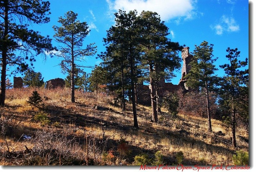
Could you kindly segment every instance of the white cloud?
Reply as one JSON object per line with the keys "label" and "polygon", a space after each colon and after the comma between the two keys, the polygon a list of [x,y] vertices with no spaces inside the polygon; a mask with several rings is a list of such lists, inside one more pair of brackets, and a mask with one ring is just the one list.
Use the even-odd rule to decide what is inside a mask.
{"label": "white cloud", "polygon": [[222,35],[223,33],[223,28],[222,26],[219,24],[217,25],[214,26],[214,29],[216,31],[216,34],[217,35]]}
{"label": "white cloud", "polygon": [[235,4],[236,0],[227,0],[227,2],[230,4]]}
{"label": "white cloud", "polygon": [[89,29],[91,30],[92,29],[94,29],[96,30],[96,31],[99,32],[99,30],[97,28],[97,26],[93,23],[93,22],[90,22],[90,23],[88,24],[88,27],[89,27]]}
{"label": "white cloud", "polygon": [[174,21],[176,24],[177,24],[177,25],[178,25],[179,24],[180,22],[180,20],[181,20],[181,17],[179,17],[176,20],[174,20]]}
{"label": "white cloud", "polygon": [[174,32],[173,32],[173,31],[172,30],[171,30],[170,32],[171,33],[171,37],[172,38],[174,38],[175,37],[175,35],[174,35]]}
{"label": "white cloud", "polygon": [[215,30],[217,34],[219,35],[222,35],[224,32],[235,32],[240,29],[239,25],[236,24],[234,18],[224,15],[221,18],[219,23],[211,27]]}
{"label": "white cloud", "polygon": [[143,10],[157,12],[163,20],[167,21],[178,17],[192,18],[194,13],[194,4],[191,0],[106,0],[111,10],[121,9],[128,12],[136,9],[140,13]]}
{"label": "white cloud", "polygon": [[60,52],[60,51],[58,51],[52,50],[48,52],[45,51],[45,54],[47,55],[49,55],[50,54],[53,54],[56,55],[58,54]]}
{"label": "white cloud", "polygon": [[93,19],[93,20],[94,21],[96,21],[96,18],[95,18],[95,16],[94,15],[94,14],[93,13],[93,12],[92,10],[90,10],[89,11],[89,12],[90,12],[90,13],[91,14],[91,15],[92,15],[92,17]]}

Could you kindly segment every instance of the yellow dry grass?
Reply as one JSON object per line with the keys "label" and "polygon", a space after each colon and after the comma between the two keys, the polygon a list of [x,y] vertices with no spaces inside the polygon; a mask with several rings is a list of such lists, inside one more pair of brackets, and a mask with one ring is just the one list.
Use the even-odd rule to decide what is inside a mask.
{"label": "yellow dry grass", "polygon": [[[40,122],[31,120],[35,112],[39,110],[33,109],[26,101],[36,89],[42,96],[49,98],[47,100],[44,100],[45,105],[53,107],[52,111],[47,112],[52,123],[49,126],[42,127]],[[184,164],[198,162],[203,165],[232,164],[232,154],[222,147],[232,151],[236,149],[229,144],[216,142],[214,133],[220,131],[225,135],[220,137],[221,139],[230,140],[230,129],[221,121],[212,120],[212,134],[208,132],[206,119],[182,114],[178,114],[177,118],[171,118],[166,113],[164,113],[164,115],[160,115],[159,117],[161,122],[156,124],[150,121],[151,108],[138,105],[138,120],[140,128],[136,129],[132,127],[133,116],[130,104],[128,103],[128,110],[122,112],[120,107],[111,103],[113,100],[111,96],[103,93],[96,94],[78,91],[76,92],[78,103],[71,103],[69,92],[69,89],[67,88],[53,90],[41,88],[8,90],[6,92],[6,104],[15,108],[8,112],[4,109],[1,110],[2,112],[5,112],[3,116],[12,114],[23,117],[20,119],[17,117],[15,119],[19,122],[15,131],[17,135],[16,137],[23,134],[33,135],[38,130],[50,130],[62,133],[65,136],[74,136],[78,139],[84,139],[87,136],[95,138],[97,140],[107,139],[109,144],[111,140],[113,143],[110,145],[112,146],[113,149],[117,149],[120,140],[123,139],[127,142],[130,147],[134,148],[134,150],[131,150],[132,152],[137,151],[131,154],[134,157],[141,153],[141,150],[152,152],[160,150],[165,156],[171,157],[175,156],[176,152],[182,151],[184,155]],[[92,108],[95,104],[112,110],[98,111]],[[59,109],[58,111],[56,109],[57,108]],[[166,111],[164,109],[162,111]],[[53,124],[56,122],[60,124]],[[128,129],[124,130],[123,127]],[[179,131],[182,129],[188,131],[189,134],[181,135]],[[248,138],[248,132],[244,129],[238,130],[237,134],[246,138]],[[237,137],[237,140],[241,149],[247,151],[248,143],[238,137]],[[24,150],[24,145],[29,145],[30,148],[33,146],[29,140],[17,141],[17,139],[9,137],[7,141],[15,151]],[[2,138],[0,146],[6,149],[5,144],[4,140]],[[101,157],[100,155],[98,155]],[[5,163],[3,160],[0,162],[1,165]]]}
--
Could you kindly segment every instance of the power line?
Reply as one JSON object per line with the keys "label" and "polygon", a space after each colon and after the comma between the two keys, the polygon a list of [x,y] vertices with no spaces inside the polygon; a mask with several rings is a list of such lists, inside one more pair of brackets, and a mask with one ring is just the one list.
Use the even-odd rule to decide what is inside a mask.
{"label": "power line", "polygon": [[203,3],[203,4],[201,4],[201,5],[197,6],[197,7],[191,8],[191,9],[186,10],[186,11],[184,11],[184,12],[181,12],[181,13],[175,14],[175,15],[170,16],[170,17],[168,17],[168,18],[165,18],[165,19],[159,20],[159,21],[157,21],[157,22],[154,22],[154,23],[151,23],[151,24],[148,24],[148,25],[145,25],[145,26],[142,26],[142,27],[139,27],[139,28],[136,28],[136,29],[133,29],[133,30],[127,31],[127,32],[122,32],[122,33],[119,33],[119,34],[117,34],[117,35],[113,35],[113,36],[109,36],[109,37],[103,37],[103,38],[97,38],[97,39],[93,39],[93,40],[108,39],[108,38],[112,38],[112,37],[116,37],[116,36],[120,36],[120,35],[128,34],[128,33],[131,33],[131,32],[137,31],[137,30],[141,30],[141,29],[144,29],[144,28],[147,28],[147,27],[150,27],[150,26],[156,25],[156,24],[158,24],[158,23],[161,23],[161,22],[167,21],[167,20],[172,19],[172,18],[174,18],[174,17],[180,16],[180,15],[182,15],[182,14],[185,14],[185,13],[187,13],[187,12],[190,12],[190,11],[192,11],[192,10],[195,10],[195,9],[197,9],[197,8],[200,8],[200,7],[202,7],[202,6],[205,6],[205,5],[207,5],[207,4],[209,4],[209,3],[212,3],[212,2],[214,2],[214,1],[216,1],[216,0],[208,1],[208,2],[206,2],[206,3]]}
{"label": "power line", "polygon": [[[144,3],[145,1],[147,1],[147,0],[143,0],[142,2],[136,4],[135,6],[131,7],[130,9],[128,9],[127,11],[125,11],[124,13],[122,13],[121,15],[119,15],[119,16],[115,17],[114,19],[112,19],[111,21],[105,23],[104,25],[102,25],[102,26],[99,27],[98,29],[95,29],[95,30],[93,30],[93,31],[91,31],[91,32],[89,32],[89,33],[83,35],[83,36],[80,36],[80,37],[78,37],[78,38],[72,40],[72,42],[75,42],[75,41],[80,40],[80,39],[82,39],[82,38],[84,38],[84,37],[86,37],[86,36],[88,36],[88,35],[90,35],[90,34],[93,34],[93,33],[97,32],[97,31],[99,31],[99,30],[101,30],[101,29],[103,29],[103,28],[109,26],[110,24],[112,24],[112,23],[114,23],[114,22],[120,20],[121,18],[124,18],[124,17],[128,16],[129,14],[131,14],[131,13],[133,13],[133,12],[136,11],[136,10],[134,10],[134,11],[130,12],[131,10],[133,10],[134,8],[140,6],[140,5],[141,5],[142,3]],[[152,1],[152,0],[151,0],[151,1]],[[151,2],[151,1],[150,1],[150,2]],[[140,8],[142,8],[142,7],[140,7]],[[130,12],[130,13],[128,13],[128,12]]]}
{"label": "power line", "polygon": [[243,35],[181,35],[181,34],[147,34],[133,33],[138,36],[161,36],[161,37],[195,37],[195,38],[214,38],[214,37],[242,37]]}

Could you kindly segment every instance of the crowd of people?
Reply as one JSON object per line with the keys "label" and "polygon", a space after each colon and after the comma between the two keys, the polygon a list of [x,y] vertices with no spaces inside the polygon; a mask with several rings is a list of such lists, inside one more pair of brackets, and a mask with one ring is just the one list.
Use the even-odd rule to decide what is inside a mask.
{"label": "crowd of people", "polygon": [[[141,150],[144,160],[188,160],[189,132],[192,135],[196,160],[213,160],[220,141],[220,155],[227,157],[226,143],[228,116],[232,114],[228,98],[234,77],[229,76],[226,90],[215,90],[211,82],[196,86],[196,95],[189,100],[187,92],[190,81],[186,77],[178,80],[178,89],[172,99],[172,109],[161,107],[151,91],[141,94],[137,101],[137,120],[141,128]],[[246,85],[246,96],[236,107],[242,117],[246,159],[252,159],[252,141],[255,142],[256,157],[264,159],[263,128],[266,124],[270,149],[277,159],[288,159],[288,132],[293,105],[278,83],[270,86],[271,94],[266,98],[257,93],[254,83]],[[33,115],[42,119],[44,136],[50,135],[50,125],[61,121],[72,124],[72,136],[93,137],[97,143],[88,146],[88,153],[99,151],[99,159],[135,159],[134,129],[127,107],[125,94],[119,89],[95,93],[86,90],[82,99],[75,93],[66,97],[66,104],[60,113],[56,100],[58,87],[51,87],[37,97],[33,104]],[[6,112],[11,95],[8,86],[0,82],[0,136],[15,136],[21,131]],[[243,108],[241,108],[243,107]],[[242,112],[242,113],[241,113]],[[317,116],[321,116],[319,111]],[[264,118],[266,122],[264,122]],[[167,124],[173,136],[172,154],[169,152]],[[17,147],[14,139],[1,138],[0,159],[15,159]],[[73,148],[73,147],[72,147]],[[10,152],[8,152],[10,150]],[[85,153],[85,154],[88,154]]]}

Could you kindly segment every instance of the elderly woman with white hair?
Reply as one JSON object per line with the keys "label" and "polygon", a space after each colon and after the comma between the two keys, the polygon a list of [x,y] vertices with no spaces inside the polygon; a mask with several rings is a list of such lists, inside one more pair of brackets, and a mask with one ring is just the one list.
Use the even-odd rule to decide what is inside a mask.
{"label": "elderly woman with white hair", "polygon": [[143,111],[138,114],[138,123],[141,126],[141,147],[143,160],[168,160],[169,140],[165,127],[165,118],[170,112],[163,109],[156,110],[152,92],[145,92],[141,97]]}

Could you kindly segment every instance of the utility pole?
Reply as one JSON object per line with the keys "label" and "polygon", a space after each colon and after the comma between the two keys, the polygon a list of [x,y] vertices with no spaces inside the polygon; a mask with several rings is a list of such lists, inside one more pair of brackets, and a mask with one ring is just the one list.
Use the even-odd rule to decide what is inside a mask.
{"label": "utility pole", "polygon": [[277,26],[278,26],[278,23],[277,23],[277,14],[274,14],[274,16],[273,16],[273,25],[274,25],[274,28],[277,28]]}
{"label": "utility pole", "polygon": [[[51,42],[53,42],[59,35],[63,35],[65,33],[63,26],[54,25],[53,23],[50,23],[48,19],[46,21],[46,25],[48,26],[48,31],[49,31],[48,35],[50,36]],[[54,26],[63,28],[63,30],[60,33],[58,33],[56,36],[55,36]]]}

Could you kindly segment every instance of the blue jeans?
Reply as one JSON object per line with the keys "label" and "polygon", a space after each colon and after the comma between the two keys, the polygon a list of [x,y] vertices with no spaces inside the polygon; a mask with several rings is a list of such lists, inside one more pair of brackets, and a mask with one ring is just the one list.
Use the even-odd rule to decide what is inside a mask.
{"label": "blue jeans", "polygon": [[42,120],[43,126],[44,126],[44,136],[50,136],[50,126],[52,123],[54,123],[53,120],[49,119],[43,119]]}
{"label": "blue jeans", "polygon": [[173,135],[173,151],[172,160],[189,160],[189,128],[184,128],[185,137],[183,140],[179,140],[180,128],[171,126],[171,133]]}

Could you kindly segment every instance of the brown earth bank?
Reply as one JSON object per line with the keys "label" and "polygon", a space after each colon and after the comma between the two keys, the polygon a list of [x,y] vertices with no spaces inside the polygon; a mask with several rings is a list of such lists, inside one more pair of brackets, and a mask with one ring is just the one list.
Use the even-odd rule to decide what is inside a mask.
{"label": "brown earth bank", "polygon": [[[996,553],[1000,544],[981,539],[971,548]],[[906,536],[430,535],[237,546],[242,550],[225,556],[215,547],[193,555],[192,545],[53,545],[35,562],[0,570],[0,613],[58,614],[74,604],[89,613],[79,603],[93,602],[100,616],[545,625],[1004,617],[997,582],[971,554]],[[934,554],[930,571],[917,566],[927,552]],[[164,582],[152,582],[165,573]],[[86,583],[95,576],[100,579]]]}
--
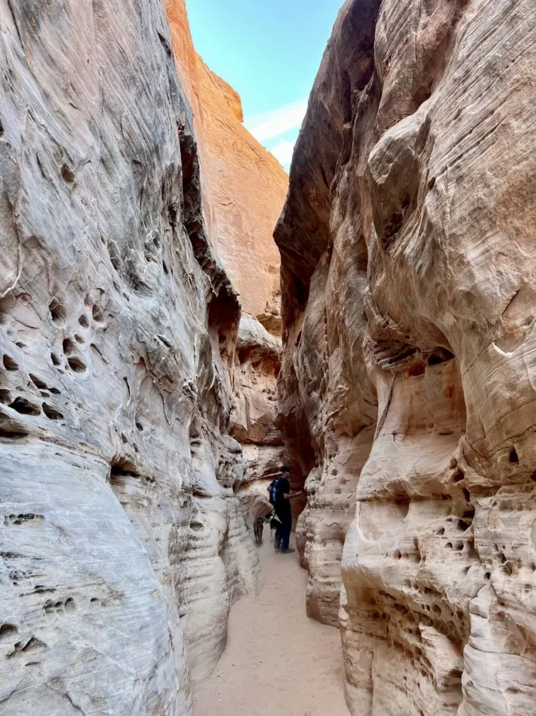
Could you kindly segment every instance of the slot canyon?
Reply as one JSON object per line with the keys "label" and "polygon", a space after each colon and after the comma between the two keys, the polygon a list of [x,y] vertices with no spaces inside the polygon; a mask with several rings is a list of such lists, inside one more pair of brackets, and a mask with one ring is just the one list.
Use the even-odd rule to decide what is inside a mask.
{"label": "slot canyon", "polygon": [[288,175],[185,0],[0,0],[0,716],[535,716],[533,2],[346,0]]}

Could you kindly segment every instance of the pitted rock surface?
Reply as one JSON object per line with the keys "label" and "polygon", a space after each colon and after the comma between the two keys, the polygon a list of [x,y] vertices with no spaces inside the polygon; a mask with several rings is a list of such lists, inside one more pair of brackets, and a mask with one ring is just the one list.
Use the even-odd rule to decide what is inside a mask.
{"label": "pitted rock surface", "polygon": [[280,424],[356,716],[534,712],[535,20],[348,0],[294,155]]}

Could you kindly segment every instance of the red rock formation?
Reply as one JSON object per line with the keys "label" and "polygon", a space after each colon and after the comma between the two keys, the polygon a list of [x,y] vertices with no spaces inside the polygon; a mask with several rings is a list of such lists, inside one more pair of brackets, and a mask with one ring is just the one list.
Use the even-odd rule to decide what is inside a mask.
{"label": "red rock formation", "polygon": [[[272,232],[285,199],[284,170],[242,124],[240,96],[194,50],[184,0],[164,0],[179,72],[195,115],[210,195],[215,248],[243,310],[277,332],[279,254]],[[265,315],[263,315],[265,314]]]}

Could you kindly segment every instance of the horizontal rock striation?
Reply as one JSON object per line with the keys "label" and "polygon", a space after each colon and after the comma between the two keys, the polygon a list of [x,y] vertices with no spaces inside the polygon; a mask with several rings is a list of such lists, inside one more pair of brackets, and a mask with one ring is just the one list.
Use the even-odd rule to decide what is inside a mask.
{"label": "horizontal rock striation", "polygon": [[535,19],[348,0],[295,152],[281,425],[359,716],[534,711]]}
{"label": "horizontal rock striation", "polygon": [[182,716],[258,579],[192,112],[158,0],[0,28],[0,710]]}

### [What you will do]
Count the lines in the items above that contain the word "instance", and reply with the number alone.

### [Output for this exercise]
12